## START Source records

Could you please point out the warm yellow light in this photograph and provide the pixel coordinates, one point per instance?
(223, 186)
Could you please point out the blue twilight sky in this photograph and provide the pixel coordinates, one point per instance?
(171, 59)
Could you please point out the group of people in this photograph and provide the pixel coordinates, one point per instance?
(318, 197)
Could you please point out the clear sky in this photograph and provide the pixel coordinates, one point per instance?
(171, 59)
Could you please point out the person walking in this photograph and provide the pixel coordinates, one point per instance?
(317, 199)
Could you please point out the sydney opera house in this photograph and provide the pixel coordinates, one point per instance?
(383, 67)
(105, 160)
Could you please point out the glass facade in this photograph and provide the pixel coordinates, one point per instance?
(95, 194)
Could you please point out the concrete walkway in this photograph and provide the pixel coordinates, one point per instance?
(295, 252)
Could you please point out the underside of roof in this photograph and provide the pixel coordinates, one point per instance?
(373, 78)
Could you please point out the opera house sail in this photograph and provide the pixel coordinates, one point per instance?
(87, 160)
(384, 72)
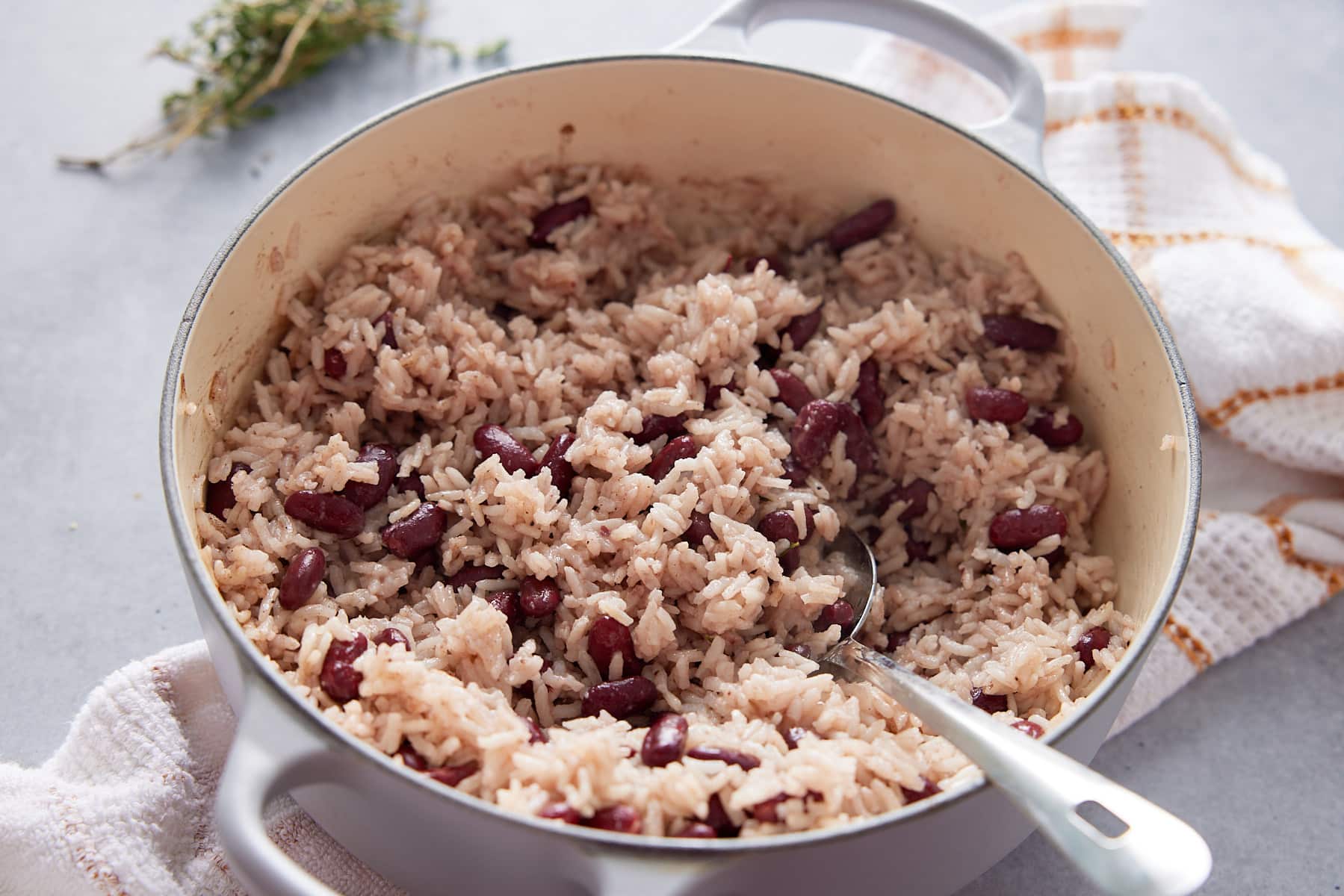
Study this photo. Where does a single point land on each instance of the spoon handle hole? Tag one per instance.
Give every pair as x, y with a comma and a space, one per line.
1106, 822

## END Source records

- Exercise goal -
Return all of the records above word for word, without the pictures.

- Written answer -
Could you please point out the warm yellow light in this photograph and provide the pixel coordinates, one point per instance?
(223, 186)
Could you please point out the blue twilight sky in this photograph and provide the pixel coordinates, one point per instance?
(171, 59)
Could you please point out the group of people in this photograph and provide the pixel coordinates, one point per instance?
(318, 197)
Could you please point out the clear sky in this photograph and provide the pixel coordinates, one point per instance?
(171, 59)
Could you please point out the person walking in this photograph and provide the pixel coordinates, one point per instance?
(317, 199)
Could you please point out the sydney opera house in this photograph and provide the pixel coordinates, one point per instance?
(383, 67)
(105, 160)
Could you please point out the glass facade in this photograph and provide the pixel coordinates, one point per instance?
(95, 194)
Could you please point out the concrete walkway in this photograph and provide the pixel coordinates, one point per instance?
(295, 252)
Could you please point out the underside of roof in this photograph and provide the pixel coordinates, one point per instance?
(373, 78)
Could you please point out the opera house sail in this photograph and provide the pixel coordinates, one point per instance?
(87, 160)
(384, 72)
Study this photo. Where does a single point land on each instance of the spoon handle hole? Tag one per instance.
Give every pair as x, y with a comma and a space, one per line.
1106, 822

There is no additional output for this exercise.